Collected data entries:
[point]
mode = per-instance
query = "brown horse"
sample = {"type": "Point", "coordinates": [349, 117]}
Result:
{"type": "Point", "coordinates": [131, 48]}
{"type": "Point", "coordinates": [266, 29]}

» What the task requires
Rename "brown horse" to "black horse" throughout the data above, leaving everything else unchanged.

» Right answer
[point]
mode = per-instance
query = "black horse"
sample = {"type": "Point", "coordinates": [349, 117]}
Result:
{"type": "Point", "coordinates": [131, 48]}
{"type": "Point", "coordinates": [266, 29]}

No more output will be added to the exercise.